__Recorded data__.
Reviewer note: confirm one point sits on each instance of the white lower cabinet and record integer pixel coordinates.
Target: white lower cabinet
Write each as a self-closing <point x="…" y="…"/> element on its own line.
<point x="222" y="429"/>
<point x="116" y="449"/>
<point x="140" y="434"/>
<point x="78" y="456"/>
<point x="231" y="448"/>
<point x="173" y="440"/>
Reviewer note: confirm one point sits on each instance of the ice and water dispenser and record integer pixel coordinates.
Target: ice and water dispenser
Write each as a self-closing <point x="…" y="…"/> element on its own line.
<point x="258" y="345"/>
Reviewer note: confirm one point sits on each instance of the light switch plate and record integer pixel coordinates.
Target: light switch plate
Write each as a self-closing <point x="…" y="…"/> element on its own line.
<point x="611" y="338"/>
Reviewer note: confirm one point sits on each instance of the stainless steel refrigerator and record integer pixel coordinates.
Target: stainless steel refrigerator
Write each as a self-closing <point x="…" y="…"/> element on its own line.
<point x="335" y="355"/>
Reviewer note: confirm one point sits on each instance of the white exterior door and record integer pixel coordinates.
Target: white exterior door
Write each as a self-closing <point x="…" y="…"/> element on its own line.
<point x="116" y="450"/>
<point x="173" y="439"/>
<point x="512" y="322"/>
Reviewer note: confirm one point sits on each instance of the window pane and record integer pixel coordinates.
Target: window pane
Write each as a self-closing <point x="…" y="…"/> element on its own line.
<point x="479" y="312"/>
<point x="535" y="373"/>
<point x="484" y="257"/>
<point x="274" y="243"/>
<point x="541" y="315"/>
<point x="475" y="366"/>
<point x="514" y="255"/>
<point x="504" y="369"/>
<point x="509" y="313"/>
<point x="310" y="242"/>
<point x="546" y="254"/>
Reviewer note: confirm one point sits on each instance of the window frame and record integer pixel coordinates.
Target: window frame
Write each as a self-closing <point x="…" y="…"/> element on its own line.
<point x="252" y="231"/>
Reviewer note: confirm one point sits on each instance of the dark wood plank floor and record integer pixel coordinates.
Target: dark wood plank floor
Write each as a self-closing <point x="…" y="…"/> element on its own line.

__WRITTEN REQUEST__. Rewrite the data from the line containing "floor and record integer pixel coordinates." through the end of the data, swapping "plank" for "parquet" and leaving everything else unchanged.

__SOLVED EXERCISE__.
Reviewer note: confirm one point sits on each instance of the dark wood parquet floor and record integer pixel coordinates.
Target: dark wood parquet floor
Write each as a self-closing <point x="…" y="…"/> element on its own line.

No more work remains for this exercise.